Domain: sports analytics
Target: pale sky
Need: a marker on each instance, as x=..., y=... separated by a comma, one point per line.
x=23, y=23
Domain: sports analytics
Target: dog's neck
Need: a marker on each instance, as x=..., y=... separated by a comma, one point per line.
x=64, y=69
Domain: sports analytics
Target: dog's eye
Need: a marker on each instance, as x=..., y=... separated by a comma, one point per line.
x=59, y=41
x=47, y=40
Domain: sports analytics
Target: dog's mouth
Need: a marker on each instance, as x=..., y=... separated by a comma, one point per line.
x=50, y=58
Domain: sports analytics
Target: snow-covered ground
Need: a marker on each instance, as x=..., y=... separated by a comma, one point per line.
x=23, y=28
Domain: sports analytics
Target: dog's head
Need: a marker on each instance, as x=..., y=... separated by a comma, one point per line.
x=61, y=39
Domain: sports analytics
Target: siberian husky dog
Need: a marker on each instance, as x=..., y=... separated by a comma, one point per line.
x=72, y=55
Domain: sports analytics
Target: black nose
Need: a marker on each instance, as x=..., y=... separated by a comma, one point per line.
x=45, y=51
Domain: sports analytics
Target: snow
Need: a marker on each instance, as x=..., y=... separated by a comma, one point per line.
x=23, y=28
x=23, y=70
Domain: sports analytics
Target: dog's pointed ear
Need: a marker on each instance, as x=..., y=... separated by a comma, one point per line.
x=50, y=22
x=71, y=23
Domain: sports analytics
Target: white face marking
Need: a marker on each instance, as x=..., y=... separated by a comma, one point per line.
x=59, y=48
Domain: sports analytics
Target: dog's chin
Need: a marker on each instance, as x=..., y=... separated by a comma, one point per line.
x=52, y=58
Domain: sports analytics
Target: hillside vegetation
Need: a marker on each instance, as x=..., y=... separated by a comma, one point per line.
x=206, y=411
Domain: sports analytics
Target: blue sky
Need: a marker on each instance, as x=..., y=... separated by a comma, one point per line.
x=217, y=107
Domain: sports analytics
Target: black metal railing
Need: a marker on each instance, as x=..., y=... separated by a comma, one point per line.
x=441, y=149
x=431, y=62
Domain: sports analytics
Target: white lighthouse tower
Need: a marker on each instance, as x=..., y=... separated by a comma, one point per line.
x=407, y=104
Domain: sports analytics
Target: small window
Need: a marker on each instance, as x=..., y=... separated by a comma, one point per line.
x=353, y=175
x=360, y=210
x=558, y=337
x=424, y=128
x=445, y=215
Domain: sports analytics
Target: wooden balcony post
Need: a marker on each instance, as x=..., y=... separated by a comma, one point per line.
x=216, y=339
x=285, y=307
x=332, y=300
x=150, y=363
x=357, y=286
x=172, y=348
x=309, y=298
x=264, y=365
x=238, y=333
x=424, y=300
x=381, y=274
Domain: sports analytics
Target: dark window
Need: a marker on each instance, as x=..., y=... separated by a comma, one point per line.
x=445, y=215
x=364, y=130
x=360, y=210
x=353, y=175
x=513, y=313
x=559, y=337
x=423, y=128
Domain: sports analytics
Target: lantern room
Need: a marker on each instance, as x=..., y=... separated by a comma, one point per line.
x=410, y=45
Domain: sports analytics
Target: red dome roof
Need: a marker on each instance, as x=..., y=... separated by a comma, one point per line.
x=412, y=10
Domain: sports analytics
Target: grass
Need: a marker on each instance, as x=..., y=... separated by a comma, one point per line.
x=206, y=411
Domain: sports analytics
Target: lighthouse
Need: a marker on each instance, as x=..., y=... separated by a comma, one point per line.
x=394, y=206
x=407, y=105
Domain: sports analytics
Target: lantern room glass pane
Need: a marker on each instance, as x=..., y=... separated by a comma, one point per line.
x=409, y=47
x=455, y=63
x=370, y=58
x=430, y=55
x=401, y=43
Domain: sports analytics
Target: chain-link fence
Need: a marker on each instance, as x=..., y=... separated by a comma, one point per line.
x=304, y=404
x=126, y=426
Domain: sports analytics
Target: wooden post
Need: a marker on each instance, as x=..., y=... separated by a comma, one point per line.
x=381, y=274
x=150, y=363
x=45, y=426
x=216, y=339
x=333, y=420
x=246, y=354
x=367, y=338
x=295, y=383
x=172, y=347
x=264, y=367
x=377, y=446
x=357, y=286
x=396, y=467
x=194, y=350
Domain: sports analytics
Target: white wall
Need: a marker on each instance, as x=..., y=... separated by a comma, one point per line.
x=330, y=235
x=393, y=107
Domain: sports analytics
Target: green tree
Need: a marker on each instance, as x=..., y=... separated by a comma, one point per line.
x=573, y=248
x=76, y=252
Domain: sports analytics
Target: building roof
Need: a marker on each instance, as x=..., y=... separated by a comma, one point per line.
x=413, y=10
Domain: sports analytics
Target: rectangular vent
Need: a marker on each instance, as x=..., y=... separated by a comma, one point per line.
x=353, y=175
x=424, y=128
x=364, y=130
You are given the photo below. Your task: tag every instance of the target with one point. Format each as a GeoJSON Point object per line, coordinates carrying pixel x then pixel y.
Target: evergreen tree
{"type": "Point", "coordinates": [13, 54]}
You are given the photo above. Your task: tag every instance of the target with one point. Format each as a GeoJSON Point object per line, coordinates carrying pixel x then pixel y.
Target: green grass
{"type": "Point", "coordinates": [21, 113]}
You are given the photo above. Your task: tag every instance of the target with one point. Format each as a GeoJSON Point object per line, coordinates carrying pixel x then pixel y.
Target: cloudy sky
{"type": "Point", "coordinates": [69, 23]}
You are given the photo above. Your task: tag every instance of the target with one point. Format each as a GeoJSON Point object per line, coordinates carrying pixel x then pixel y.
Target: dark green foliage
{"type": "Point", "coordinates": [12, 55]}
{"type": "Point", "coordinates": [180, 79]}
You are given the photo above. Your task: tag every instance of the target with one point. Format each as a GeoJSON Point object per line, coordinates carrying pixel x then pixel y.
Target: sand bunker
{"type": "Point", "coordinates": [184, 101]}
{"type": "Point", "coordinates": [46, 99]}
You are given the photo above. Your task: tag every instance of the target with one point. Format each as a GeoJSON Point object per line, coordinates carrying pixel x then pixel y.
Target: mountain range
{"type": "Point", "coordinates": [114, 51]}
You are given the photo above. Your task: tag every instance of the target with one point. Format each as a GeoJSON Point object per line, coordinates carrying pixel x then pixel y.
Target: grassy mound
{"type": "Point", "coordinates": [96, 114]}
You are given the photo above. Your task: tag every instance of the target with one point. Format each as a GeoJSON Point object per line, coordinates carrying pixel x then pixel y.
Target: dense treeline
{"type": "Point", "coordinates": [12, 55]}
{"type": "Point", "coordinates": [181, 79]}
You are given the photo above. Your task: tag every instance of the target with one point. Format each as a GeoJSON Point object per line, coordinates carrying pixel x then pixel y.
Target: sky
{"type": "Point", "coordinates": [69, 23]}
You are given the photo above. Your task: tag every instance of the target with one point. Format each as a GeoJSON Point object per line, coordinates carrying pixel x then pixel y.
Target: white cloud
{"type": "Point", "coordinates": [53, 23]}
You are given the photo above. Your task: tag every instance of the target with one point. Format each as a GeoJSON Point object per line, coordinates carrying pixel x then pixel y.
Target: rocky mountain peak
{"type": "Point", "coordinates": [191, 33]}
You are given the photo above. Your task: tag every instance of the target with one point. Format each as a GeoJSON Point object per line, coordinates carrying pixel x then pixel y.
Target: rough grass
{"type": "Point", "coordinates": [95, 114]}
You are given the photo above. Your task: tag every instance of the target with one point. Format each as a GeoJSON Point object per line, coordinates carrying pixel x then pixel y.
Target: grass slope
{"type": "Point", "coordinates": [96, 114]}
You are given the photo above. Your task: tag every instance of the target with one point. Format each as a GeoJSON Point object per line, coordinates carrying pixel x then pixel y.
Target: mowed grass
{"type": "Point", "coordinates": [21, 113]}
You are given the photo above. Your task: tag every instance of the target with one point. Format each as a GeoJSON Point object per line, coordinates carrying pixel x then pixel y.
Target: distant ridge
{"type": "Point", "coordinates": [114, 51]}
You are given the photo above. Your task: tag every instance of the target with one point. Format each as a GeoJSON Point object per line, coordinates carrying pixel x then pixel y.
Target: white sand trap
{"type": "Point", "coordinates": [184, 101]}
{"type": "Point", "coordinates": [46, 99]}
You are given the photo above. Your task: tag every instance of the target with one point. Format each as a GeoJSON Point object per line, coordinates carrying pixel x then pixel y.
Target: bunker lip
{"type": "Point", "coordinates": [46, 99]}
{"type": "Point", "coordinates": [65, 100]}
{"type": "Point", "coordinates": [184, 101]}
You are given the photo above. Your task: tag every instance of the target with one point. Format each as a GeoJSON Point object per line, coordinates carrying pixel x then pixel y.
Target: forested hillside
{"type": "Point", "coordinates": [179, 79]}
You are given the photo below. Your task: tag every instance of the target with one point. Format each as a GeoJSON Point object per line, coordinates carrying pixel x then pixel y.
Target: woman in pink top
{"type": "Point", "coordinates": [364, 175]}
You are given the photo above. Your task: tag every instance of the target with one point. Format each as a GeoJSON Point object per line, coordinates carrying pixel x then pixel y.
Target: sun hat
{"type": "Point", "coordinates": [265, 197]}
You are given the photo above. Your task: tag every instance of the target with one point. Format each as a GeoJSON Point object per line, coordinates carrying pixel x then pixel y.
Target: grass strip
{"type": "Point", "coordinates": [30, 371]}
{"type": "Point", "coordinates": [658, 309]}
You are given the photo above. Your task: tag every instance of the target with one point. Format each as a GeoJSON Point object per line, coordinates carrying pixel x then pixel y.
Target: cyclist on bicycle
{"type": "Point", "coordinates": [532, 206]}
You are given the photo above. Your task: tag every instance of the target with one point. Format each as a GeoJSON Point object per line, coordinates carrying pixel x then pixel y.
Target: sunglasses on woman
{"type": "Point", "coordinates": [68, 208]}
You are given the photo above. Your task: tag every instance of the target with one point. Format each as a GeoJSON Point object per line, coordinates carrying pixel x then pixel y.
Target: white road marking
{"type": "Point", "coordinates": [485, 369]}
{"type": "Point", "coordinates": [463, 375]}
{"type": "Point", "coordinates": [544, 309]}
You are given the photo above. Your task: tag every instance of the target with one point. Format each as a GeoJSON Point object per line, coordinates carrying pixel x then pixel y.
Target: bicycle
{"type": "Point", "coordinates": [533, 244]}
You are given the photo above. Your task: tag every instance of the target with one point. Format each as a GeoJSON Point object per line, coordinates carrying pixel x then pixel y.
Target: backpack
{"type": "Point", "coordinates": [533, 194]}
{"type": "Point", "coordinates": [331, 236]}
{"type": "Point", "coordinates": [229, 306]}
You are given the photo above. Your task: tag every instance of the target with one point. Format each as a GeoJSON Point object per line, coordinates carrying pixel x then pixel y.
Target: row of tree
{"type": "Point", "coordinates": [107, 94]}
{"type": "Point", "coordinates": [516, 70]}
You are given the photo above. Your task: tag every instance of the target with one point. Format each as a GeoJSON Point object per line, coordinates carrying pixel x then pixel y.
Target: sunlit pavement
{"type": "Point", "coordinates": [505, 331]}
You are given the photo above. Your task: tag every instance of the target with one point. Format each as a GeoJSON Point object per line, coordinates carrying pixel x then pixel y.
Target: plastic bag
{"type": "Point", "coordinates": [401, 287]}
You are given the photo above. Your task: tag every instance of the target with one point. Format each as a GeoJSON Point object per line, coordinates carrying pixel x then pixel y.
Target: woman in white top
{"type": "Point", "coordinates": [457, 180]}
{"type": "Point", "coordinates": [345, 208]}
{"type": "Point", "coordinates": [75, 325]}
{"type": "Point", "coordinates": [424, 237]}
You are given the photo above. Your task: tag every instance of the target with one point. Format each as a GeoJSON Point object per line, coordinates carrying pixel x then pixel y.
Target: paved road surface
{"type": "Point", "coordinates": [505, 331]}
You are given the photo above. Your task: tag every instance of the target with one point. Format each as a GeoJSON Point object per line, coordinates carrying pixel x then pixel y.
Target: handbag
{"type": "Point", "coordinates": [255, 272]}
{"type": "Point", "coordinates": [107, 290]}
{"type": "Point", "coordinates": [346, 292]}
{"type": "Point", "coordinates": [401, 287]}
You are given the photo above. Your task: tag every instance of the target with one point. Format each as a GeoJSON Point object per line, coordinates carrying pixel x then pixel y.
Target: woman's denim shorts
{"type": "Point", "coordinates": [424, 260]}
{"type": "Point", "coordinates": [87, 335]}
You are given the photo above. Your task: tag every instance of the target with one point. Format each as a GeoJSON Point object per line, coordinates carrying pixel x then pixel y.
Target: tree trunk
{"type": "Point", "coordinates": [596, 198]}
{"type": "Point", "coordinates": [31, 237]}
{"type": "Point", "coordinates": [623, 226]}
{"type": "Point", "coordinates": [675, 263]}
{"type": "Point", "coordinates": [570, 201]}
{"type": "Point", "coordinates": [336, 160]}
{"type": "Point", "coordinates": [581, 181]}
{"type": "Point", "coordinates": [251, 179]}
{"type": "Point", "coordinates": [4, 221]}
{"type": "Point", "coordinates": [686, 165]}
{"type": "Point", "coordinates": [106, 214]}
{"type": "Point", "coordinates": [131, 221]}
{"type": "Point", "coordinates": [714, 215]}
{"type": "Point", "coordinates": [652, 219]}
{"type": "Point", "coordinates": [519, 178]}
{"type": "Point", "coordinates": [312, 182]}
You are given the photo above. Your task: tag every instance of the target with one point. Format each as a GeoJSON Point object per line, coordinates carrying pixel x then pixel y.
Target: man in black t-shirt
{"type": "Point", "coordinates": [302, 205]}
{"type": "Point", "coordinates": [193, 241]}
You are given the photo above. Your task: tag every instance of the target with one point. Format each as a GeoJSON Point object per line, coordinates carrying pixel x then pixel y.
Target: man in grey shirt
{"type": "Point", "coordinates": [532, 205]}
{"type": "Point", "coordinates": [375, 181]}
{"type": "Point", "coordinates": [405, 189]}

_ _ _ _ _

◆ **Work instruction**: Using the data above, report the number of lines that contain the string "snow", and only that number.

◆ **Answer box**: 2